[TASK STATEMENT]
Repeat exactly, and only, the lines from the one containing "the dark blue" through the end of the records.

*** Begin section ***

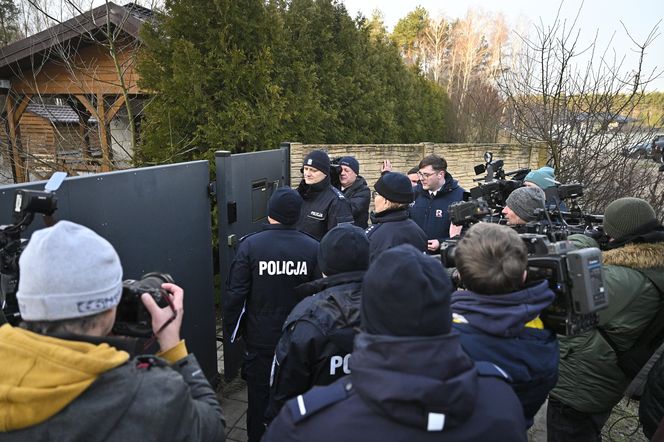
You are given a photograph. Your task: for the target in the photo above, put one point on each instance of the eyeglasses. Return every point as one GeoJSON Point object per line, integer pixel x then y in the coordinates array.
{"type": "Point", "coordinates": [426, 175]}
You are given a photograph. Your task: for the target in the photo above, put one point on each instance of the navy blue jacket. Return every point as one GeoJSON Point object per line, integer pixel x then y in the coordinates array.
{"type": "Point", "coordinates": [267, 267]}
{"type": "Point", "coordinates": [317, 338]}
{"type": "Point", "coordinates": [392, 228]}
{"type": "Point", "coordinates": [430, 213]}
{"type": "Point", "coordinates": [359, 198]}
{"type": "Point", "coordinates": [406, 389]}
{"type": "Point", "coordinates": [323, 208]}
{"type": "Point", "coordinates": [505, 330]}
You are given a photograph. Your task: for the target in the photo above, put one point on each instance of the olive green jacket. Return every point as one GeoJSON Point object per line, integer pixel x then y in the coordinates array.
{"type": "Point", "coordinates": [589, 378]}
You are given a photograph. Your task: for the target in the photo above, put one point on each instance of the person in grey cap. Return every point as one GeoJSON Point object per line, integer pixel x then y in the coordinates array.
{"type": "Point", "coordinates": [62, 378]}
{"type": "Point", "coordinates": [521, 205]}
{"type": "Point", "coordinates": [260, 294]}
{"type": "Point", "coordinates": [595, 368]}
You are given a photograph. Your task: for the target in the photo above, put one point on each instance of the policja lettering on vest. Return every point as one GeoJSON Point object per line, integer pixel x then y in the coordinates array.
{"type": "Point", "coordinates": [289, 268]}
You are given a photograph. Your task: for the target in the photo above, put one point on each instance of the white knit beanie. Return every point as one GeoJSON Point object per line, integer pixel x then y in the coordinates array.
{"type": "Point", "coordinates": [67, 271]}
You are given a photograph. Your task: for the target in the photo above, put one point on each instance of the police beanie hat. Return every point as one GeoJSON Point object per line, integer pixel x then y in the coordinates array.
{"type": "Point", "coordinates": [350, 162]}
{"type": "Point", "coordinates": [345, 248]}
{"type": "Point", "coordinates": [542, 177]}
{"type": "Point", "coordinates": [395, 187]}
{"type": "Point", "coordinates": [625, 216]}
{"type": "Point", "coordinates": [318, 159]}
{"type": "Point", "coordinates": [284, 206]}
{"type": "Point", "coordinates": [67, 272]}
{"type": "Point", "coordinates": [406, 293]}
{"type": "Point", "coordinates": [524, 200]}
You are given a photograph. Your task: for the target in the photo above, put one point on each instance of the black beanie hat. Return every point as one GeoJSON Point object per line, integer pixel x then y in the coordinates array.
{"type": "Point", "coordinates": [626, 216]}
{"type": "Point", "coordinates": [350, 162]}
{"type": "Point", "coordinates": [284, 206]}
{"type": "Point", "coordinates": [395, 187]}
{"type": "Point", "coordinates": [406, 293]}
{"type": "Point", "coordinates": [345, 248]}
{"type": "Point", "coordinates": [318, 159]}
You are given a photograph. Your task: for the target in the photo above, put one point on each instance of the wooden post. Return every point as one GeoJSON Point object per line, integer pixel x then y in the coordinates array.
{"type": "Point", "coordinates": [13, 118]}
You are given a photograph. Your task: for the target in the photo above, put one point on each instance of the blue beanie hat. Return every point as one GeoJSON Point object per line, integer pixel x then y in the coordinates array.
{"type": "Point", "coordinates": [350, 162]}
{"type": "Point", "coordinates": [284, 206]}
{"type": "Point", "coordinates": [319, 160]}
{"type": "Point", "coordinates": [406, 293]}
{"type": "Point", "coordinates": [395, 187]}
{"type": "Point", "coordinates": [543, 177]}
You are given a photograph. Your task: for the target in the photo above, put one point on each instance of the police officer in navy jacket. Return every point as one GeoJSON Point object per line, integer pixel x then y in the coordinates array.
{"type": "Point", "coordinates": [324, 205]}
{"type": "Point", "coordinates": [318, 334]}
{"type": "Point", "coordinates": [410, 379]}
{"type": "Point", "coordinates": [260, 294]}
{"type": "Point", "coordinates": [391, 223]}
{"type": "Point", "coordinates": [429, 211]}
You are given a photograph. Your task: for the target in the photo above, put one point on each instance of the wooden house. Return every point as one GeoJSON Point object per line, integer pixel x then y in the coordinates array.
{"type": "Point", "coordinates": [71, 95]}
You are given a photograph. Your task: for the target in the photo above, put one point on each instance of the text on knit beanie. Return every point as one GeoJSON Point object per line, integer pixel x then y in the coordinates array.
{"type": "Point", "coordinates": [406, 293]}
{"type": "Point", "coordinates": [68, 271]}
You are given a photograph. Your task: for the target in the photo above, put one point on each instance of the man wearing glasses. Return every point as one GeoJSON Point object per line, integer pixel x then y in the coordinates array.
{"type": "Point", "coordinates": [429, 211]}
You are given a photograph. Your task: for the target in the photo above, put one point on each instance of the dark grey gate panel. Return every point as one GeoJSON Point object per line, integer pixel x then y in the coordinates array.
{"type": "Point", "coordinates": [158, 219]}
{"type": "Point", "coordinates": [245, 182]}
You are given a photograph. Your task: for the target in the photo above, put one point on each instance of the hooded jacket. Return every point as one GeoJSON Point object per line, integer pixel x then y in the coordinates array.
{"type": "Point", "coordinates": [359, 198]}
{"type": "Point", "coordinates": [317, 338]}
{"type": "Point", "coordinates": [56, 389]}
{"type": "Point", "coordinates": [590, 380]}
{"type": "Point", "coordinates": [405, 389]}
{"type": "Point", "coordinates": [323, 208]}
{"type": "Point", "coordinates": [430, 213]}
{"type": "Point", "coordinates": [506, 330]}
{"type": "Point", "coordinates": [392, 228]}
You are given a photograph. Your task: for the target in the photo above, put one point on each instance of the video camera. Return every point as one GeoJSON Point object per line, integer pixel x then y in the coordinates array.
{"type": "Point", "coordinates": [132, 319]}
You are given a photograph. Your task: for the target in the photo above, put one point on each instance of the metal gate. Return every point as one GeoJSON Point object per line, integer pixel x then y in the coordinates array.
{"type": "Point", "coordinates": [158, 219]}
{"type": "Point", "coordinates": [245, 183]}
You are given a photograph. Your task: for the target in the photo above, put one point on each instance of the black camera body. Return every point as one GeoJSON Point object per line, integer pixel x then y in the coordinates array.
{"type": "Point", "coordinates": [132, 318]}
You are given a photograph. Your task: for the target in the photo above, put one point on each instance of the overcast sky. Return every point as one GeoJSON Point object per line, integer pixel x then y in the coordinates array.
{"type": "Point", "coordinates": [597, 16]}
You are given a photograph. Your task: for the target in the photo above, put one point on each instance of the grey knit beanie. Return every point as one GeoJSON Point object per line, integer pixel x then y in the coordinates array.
{"type": "Point", "coordinates": [68, 271]}
{"type": "Point", "coordinates": [524, 200]}
{"type": "Point", "coordinates": [624, 216]}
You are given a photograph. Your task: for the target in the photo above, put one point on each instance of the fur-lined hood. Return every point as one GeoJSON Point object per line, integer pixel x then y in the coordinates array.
{"type": "Point", "coordinates": [636, 256]}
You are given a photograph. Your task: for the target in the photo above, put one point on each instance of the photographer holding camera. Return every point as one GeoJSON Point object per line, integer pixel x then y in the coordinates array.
{"type": "Point", "coordinates": [498, 316]}
{"type": "Point", "coordinates": [63, 378]}
{"type": "Point", "coordinates": [593, 370]}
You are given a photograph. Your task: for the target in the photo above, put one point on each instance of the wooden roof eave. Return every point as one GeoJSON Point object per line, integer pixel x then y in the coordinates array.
{"type": "Point", "coordinates": [72, 28]}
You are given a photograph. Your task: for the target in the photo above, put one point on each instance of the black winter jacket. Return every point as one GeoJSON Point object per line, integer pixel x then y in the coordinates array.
{"type": "Point", "coordinates": [317, 338]}
{"type": "Point", "coordinates": [406, 389]}
{"type": "Point", "coordinates": [267, 267]}
{"type": "Point", "coordinates": [392, 228]}
{"type": "Point", "coordinates": [431, 214]}
{"type": "Point", "coordinates": [359, 197]}
{"type": "Point", "coordinates": [324, 207]}
{"type": "Point", "coordinates": [651, 406]}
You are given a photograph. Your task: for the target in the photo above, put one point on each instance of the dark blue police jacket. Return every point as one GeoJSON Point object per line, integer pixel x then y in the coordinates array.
{"type": "Point", "coordinates": [267, 267]}
{"type": "Point", "coordinates": [430, 213]}
{"type": "Point", "coordinates": [406, 389]}
{"type": "Point", "coordinates": [505, 329]}
{"type": "Point", "coordinates": [392, 228]}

*** End section ***

[ANSWER BELOW]
You are given a photograph. Your task: for the target in the photo above, put one point on each instance of the dark blue police jacket. Return every point as one GeoJSON Point object per line, integer pixel x then y in the coordinates array.
{"type": "Point", "coordinates": [267, 267]}
{"type": "Point", "coordinates": [430, 213]}
{"type": "Point", "coordinates": [406, 389]}
{"type": "Point", "coordinates": [505, 329]}
{"type": "Point", "coordinates": [392, 228]}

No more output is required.